▶ **What you need to do**:
Please retype the records below exactly as they stand.
#### Data
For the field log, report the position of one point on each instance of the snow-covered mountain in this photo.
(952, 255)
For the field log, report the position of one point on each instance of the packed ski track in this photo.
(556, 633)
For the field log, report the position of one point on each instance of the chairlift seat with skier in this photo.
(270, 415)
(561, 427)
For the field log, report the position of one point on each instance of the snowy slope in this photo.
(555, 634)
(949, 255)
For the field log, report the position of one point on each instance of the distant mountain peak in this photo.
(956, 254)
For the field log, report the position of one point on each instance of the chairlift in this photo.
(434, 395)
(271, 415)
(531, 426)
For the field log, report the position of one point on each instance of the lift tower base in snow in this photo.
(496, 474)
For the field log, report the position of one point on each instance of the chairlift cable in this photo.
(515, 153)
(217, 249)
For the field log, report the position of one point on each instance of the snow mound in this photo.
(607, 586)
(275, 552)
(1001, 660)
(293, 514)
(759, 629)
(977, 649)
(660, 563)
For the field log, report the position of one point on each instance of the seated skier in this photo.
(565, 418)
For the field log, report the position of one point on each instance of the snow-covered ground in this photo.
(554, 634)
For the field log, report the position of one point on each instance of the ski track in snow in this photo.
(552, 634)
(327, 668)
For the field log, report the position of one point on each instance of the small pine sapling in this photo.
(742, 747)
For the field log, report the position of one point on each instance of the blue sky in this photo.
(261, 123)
########
▶ **Response to the task**:
For the field log, report the position of one point on each instance of the snow-covered mountain in this photo.
(952, 255)
For the field log, report the position of one point on each instance of the packed ski track in this photo.
(556, 633)
For the field log, report the position of one point on each instance of the chairlift seat with skier in this photo.
(270, 415)
(561, 427)
For the field log, report the position of one point on each instance of the snowy slope in this photo.
(555, 634)
(949, 255)
For the field log, report the position of one point on each instance of the distant mountain peak in this photo.
(956, 254)
For the field log, report the position of one point on each instance of the chairlift in this photo.
(434, 395)
(271, 415)
(531, 426)
For the field log, report the position of one point on each instance of the lift tower base in snow in this photo.
(496, 474)
For the field log, report the position of one point on each instance of the chairlift cable in this photo.
(515, 153)
(217, 249)
For the field log, report the position of one point on each instance of the snow mound in this photo.
(607, 586)
(275, 552)
(1001, 660)
(293, 514)
(759, 629)
(977, 649)
(660, 563)
For the field log, report the position of one point on each instance of the seated skier in this photo.
(565, 418)
For the field log, report the position of one point on each instance of the snow-covered ground in this photo.
(554, 634)
For the field log, report the position of one point on each instance of the ski track in snow in this photo.
(552, 634)
(327, 668)
For the field log, report the position of one point on each instance of the small pine sapling in this photo.
(742, 747)
For the field log, report the position of one point on each instance of the blue sky in this photo.
(261, 123)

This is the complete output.